§ **TASK STATEMENT**
How many lines of the data below contain the string "Target"? Reply with the number only.

§ **MATERIAL PROVIDED**
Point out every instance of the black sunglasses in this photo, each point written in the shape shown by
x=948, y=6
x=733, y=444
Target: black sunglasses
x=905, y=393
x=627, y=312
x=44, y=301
--
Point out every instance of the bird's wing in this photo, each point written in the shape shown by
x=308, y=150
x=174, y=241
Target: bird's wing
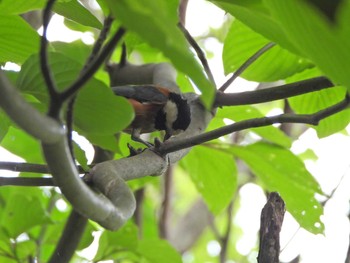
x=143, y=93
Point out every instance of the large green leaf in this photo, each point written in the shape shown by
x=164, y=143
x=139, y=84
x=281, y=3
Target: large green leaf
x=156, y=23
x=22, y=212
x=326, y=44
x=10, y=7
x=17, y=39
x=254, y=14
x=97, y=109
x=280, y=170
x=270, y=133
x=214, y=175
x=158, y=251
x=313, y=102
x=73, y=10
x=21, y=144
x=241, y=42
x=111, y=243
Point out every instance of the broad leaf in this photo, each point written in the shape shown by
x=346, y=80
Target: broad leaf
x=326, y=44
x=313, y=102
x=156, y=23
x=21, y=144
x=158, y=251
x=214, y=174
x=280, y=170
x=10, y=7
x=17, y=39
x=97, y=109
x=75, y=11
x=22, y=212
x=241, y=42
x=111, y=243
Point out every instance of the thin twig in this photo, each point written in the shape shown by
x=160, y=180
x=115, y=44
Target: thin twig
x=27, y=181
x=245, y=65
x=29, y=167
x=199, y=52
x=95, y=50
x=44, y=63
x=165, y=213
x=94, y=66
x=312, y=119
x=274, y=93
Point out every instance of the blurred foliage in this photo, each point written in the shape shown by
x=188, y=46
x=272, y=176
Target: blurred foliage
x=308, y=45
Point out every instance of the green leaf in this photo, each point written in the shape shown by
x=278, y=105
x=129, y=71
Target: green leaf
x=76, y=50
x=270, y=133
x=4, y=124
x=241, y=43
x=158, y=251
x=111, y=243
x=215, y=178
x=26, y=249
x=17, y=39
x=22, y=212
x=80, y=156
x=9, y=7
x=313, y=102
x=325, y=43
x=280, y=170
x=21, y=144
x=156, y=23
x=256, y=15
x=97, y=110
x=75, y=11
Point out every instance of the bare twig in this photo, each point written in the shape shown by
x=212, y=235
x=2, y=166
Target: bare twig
---
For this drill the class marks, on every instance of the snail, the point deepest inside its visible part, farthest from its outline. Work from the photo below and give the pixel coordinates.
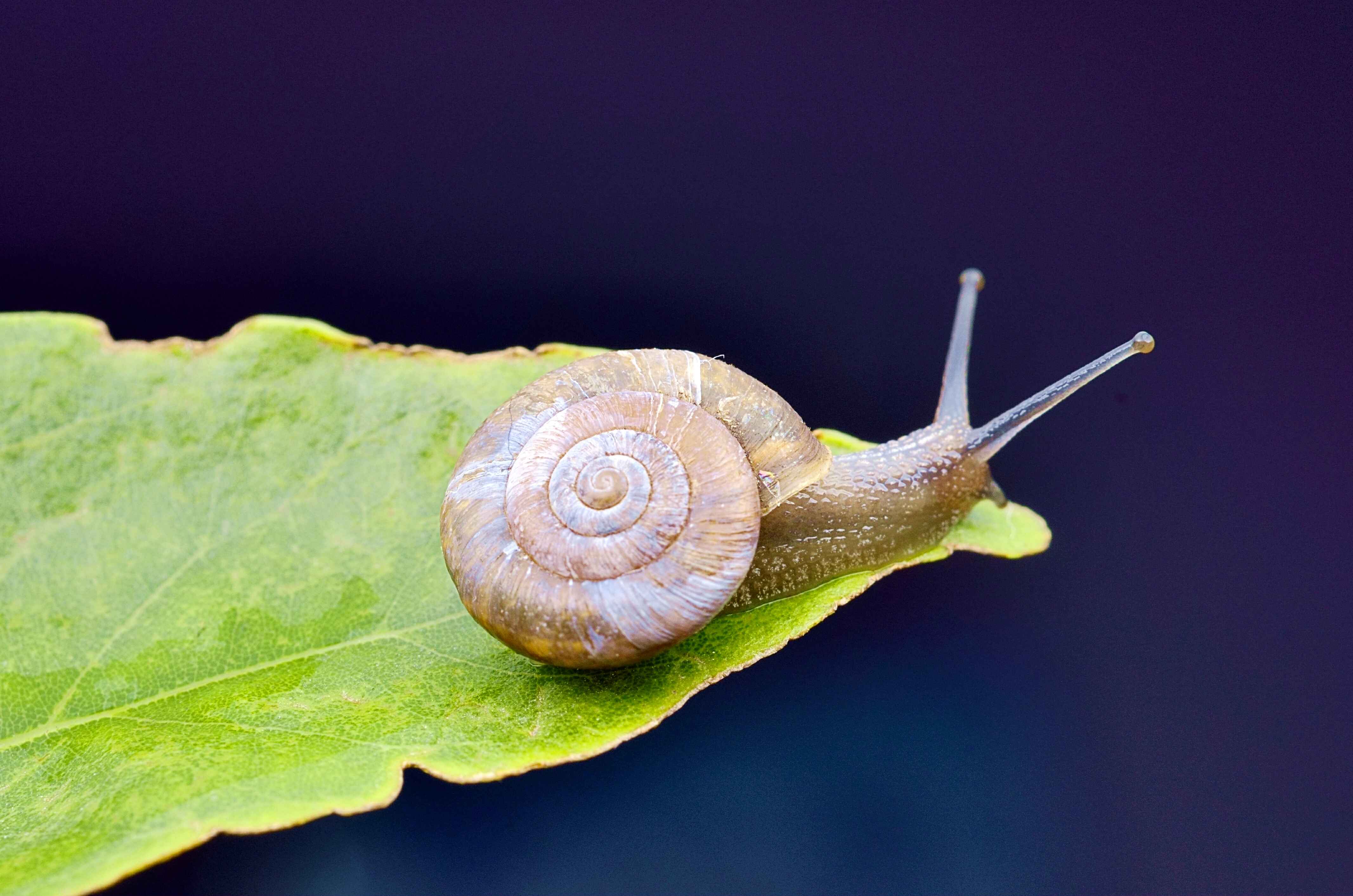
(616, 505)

§ **WORKED SOLUTION**
8